A note on Regulation 73 of the Public Contracts Regulations (and by extension Article 73 of the EU Public Procurement Directive)

In this earlier post about the alleged unlawfulness of the NHSX contract modification, Albert argued that ‘the cause for termination could not be waived because reg.73 is meant as a safeguard against abuses of reg.72 and, thus, is unavoidably triggered the moment the boundaries of reg.72 are exceeded’.

I want to pick up on this point and provide some thoughts on the scope of Regulation 73 and by extension on Article 73 of the EU Public Procurement Directives.

Let me start by examining the position under the EU Directives. The 2014 directives have included a provision (Art 73 of Dir 2014/24/EU and the equivalent of Art 90 of Dir 2014/25/EU and Art 44 of Dir 2014/23/EU) which requires the Member States to empower their contracting authorities, under their national laws with the option of unilaterally terminating a contract during its term at least under the following three situations:

(a) the contract has been subject to a substantial modification, which would have required a new procurement procedure pursuant to Article 72;

(b) the contractor has, at the time of contract award, been in one of the situations referred to in Article 57(1) and should therefore have been excluded from the procurement procedure;

(c) the contract should not have been awarded to the contractor in view of a serious infringement of the obligations under the Treaties and this Directive that has been declared by the Court of Justice of the European Union in a procedure pursuant to Article 258 TFEU.

◆ **TASK INSTRUCTIONS**:
1. Rewrite the paragraph of the post on Regulation 73 that begins "Let me start by examining the position" as a short list of its main facts.
2. Carry on the post on Regulation 73, starting after situation (c).
The lines that come after this post are separate material and are not part of it.

◆ **EXTRACTED RECORDS**:
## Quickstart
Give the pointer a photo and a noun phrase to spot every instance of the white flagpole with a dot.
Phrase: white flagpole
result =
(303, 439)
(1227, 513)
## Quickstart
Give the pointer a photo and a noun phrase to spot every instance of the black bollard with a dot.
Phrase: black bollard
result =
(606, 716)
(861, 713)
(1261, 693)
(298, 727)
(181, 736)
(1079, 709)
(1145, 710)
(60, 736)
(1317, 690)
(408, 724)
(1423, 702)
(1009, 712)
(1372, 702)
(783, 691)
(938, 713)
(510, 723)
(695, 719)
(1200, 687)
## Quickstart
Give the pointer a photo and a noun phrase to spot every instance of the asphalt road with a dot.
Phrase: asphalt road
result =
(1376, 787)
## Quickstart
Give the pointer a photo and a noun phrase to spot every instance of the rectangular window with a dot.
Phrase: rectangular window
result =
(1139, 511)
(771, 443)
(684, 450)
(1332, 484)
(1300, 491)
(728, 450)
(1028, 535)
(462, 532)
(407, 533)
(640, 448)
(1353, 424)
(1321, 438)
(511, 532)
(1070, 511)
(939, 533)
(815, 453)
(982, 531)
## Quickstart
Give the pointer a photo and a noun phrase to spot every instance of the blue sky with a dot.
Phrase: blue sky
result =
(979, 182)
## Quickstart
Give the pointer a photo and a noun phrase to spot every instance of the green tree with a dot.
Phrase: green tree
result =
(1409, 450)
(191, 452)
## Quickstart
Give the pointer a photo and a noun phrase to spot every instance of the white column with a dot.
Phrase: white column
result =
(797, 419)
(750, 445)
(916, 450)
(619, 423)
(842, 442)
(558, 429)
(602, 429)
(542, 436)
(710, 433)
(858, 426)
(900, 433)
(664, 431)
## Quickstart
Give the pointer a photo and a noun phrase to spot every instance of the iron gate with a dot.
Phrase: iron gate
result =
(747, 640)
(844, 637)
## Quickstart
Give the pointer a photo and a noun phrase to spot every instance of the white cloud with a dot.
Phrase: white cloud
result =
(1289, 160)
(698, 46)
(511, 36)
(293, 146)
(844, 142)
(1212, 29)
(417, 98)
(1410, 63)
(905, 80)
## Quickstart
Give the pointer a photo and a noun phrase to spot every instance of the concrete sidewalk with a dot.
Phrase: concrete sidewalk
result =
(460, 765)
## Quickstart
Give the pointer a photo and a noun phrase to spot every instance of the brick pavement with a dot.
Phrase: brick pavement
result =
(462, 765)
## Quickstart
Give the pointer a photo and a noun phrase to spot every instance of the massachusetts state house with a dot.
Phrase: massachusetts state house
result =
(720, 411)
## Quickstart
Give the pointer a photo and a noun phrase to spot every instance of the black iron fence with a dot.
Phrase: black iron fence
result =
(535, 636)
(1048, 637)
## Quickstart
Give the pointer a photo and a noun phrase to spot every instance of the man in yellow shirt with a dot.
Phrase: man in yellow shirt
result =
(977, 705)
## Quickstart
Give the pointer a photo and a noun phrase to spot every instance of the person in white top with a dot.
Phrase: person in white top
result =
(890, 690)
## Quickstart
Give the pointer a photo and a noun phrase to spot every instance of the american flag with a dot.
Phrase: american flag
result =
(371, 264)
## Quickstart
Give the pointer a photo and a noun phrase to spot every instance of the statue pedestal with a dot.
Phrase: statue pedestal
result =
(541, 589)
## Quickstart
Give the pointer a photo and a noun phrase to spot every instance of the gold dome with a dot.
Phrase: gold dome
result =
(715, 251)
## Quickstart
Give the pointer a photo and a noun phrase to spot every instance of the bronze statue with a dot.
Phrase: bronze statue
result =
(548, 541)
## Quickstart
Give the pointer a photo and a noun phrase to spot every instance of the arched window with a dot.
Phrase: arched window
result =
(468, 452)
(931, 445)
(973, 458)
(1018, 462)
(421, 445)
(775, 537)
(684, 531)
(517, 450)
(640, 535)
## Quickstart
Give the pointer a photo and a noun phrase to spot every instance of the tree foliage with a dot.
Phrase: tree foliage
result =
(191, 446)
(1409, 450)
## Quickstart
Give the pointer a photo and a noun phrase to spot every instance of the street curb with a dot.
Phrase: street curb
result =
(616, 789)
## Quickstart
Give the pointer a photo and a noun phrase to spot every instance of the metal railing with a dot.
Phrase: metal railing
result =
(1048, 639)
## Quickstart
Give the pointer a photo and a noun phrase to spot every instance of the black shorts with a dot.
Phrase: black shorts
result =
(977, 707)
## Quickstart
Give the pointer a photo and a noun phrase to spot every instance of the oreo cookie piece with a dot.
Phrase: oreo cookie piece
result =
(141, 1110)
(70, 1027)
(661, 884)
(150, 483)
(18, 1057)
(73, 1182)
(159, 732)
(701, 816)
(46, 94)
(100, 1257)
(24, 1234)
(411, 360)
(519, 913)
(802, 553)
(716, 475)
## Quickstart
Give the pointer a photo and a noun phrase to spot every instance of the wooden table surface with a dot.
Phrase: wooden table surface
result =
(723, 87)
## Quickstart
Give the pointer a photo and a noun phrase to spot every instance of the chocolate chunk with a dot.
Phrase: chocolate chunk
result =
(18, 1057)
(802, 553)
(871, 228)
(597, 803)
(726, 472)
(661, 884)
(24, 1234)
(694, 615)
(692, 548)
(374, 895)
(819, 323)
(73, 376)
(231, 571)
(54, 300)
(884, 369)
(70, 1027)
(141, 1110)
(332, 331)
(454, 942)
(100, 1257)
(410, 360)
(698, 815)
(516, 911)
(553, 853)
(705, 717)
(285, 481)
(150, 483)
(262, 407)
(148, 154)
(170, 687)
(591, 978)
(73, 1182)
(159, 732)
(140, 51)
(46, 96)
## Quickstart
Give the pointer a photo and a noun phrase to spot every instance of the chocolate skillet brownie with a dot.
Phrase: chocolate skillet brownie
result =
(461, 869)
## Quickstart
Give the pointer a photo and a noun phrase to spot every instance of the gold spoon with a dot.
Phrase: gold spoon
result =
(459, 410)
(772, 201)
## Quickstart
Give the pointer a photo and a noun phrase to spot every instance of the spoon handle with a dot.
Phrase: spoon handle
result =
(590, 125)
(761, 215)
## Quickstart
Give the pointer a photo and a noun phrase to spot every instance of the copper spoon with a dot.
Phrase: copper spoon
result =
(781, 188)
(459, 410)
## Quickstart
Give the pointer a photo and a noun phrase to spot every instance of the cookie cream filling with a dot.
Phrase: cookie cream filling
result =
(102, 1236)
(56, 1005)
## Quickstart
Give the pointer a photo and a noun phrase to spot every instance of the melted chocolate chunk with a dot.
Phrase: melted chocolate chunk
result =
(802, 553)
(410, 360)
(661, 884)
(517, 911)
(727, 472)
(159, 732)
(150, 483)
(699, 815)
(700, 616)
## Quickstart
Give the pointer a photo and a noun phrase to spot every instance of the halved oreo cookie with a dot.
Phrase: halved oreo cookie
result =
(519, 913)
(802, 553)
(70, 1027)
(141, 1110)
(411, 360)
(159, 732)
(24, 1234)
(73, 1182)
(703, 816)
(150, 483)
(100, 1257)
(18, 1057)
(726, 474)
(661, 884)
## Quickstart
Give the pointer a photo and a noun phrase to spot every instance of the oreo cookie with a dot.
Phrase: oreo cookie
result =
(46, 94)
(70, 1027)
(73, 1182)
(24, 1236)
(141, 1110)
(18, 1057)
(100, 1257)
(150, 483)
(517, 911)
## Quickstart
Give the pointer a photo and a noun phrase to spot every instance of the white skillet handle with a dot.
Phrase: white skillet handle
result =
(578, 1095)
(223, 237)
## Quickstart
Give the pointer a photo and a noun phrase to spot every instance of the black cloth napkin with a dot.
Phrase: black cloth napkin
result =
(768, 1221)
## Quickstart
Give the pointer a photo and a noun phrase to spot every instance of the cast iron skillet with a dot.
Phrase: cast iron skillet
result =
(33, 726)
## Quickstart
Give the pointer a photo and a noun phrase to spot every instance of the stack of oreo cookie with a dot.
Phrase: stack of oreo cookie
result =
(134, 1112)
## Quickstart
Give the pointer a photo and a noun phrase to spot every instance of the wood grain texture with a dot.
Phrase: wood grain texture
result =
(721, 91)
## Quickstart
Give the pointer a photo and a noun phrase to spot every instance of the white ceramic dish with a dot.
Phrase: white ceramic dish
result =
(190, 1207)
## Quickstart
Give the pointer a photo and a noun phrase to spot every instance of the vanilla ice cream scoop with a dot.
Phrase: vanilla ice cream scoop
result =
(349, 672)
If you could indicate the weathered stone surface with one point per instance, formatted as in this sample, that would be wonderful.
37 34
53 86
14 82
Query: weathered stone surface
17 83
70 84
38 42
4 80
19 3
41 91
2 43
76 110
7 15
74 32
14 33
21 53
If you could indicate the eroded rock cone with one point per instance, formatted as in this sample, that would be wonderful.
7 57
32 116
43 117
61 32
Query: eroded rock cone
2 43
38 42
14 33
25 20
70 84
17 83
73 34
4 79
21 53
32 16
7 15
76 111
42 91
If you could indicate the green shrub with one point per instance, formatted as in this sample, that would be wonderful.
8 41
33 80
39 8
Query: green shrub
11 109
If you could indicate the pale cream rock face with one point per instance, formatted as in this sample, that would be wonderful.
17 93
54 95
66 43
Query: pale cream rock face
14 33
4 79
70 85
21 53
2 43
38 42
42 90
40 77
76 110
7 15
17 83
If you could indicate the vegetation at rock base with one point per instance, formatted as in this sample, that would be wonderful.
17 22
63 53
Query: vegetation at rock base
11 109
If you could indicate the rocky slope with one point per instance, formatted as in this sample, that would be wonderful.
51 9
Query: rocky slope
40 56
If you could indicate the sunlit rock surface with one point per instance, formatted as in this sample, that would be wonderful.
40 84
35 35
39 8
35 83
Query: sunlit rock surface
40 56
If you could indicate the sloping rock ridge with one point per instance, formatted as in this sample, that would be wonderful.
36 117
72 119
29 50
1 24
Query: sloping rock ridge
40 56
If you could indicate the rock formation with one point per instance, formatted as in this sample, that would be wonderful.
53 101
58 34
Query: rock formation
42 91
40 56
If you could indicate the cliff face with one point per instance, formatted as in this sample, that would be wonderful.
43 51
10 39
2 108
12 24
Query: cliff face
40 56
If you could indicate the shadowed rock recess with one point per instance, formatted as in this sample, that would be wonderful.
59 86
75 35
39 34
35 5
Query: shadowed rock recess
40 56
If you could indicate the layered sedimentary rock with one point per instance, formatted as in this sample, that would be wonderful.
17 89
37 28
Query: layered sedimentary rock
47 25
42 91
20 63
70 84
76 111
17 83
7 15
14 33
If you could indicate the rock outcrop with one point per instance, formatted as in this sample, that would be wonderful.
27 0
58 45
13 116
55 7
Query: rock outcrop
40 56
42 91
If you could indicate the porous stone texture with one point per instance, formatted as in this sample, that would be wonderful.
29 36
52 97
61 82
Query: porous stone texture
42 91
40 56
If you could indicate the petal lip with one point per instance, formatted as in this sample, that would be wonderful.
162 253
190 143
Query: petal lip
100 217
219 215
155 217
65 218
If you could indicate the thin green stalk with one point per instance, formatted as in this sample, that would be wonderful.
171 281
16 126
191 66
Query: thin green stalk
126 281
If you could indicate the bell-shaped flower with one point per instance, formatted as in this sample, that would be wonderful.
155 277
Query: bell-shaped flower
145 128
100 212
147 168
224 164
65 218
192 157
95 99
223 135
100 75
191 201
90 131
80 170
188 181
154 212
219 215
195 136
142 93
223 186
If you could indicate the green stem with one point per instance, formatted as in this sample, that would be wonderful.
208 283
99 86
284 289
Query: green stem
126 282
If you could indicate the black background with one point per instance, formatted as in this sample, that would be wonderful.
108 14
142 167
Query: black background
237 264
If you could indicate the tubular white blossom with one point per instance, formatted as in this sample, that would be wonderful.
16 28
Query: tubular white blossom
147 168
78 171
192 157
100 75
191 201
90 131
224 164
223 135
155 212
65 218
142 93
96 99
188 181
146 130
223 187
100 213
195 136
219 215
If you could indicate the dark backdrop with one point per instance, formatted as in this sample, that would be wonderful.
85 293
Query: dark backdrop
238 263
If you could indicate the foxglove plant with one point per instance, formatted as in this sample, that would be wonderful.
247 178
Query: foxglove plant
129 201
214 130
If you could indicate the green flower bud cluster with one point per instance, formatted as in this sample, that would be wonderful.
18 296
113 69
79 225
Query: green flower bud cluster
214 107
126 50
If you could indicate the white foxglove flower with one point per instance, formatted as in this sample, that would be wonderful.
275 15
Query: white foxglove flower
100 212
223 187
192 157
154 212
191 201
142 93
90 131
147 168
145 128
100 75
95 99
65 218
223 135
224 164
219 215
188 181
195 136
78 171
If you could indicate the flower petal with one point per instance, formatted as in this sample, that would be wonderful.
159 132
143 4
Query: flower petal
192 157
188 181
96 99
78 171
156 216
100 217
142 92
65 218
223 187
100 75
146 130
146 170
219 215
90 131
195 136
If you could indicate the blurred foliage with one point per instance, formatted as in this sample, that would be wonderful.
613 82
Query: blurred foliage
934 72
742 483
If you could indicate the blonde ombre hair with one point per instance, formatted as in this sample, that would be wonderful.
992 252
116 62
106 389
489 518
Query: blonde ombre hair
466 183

◆ **TASK-BY-TASK RESULTS**:
1.
- The author begins with the position under the EU Directives.
- The 2014 directives include a termination provision: Art 73 of Dir 2014/24/EU, with equivalents in Art 90 of Dir 2014/25/EU and Art 44 of Dir 2014/23/EU.
- This provision requires Member States to empower their contracting authorities, under national law, to terminate a contract unilaterally during its term.
- That option must be available in at least three situations.

2.
While such a remedial measure is in the right direction because it allows contracting authorities to correct their violations after a contract comes into effect, it does not address various issues on how this remedy is supposed to operate. These issues are to be determined solely by national laws.

Also, it is not clear why the only option for contracting authorities is to terminate a contract, instead of providing other remedial alternatives such as the shortening of the duration of the contract—similarly with the ineffectiveness remedy.

Surely, even if contracting authorities are under an obligation to terminate a contract, this should not be automatic. Public interest considerations such as the urgency of executing the contract should be carefully considered before any decision to prematurely discharge such a contract is made.

Finally, the EU legislator does not explain convincingly the rationale behind the reason why in the aforementioned violations the contracting authorities should have the right (rather than the obligation – see next section) to terminate an existing contract and why other violations should not necessarily constitute reasons to terminate an existing contract (e.g. finding of conflict of interest or direct awards).

Does Article 73 impose a positive obligation?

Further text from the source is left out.